- Consignes de la tâche:
Prolongez l'entretien sur le recul de la lecture en Afrique en reprenant après sa dernière phrase.

On remarque en Afrique un sérieux recul de la lecture des livres. Vous avez lu cependant. Énormément et jeune. Comment expliquez-vous cela ?

Je suis de ceux qui croient que la lecture est d’abord une culture. Cette culture part d’un environnement familial : les parents doivent pousser légèrement l’enfant vers la lecture et l’habituer à la solitude de l’exercice, à son côté aride. Au Sénégal, le recul de la lecture est aussi lié à des raisons économiques. Beaucoup de familles n’ont pas les moyens de s’acheter des livres, qui restent très chers. À cela s’ajoute l’absence de structures éditoriales. Il y a cependant toujours moyen de lire. Encore faut-il avoir envie d’être émerveillé.

La démocratie, c’est d’abord pouvoir réfléchir et critiquer le choix qu’on nous propose.

L’avènement des nouvelles technologies ne devrait-il pas régler ce problème d’accès aux livres ?

Sur les progrès technologiques qui facilitent l’accès, je n’ai pas d’avis péjoratif. Je remarque tout de même qu’avec les écrans, la tentation de la distraction est beaucoup plus présente. La lecture est constamment interrompue, avec des hyperliens, des fenêtres qui s’ouvrent, de la lumière, l’état de la batterie… Je n’oppose pas livres et écrans, mais je préfère le livre. C’est la position typique pour se faire traiter de réactionnaire, de nostalgique ou d’élitiste. J’assume. J’ai écrit un long texte intitulé “Lecture numérique et sinéité” dans lequel j’essaie de démontrer que la lecture numérique est une lecture qui expose à beaucoup de manques.

- Enregistrements:
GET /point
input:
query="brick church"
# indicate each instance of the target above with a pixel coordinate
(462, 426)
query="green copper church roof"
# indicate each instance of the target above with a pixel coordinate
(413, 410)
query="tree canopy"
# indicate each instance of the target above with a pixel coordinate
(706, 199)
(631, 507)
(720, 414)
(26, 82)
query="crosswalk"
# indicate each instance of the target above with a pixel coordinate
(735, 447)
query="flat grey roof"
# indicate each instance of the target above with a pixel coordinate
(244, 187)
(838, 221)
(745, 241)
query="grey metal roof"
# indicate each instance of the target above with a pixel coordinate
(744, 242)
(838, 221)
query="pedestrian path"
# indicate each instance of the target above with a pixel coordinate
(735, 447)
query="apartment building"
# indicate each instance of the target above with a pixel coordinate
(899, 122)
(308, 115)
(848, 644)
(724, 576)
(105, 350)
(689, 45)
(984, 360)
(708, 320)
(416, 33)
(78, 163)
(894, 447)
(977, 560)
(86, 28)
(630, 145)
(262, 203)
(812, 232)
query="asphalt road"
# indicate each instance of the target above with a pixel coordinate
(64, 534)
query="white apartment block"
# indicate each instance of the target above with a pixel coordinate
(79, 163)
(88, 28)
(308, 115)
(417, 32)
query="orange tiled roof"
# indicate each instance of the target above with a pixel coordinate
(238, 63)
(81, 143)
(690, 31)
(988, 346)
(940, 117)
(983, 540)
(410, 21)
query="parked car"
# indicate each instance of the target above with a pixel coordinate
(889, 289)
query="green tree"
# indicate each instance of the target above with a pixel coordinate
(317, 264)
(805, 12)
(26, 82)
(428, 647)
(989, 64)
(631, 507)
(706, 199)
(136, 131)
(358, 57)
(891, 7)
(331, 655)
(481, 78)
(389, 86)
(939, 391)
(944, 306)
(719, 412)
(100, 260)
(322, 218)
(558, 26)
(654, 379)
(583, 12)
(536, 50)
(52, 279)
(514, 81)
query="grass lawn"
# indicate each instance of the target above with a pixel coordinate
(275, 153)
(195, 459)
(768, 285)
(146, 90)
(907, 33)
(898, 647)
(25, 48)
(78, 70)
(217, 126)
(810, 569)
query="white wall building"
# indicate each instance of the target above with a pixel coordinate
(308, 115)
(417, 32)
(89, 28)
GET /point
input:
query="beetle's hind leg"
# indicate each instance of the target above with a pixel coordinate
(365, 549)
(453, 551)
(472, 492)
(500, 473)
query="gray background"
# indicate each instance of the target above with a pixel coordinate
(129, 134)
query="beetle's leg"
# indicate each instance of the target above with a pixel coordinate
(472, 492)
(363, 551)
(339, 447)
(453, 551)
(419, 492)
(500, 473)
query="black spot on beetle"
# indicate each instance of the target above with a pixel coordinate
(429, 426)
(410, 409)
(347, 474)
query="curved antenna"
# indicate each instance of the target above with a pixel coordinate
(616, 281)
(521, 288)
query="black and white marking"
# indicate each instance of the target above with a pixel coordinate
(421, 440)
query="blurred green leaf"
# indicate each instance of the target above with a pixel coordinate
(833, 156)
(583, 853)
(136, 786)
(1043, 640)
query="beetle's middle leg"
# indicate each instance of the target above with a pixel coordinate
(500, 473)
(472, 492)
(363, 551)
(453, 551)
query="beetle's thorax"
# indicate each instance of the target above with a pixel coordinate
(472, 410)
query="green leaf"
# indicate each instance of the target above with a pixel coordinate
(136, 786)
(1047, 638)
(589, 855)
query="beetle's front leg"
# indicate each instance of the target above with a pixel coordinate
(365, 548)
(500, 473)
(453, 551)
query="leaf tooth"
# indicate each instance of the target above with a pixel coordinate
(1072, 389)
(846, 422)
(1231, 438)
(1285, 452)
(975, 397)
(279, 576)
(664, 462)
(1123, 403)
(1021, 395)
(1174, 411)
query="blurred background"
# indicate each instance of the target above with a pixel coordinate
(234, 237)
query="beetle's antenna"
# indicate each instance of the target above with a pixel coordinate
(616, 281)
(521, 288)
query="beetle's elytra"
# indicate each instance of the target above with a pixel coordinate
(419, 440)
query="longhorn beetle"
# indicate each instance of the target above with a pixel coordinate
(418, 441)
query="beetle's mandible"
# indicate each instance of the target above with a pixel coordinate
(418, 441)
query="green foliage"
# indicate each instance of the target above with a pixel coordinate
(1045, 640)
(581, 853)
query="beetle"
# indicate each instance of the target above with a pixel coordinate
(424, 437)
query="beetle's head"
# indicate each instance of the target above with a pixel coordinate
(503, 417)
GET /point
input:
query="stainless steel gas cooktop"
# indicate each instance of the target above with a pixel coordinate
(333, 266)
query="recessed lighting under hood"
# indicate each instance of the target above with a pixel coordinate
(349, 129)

- Réponse:
Vous préparez un doctorat et l’éducation semble au coeur de vos préoccupations, notamment comme rempart à la radicalité…

L’école est la clé dans la mesure où le fanatisme religieux a pour lit l’ignorance. Nous ne pourrons nous en prémunir qu’en renforçant le rapport au savoir et à l’intelligence, le rapport à l’esprit critique sur soi, et sur ce que fait l’autre. Sans instruction il n’est pas possible de s’apercevoir qu’on est soi-même dans une forme d’acceptation béate de tout ce qui est proposé par la culture, l’héritage culturel ou par une religion.

Pour les processus démocratiques aussi, c’est important. La démocratie, c’est d’abord pouvoir réfléchir et critiquer le choix qu’on nous propose. Je ne crois pas que la démocratie se résume au multipartisme. Il faut de l’éducation profonde, à grande échelle.

Les leaders politiques actuels vous semblent-ils à la hauteur des enjeux?

Il manque aujourd’hui chez nos hommes politiques une vision. Il manque surtout des hommes de culture, cela se ressent dans leurs discours. Les points communs, selon moi, entre des Sankara ou des Lumumba, ce n’est pas tant qu’ils étaient des révolutionnaires avec un projet panafricain. C’est plutôt qu’ils étaient des hommes qui avaient beaucoup lu et avaient une solide culture. Je ne le sens plus chez beaucoup d’hommes politiques africains. Lire apporte pourtant un surplus de vision politique.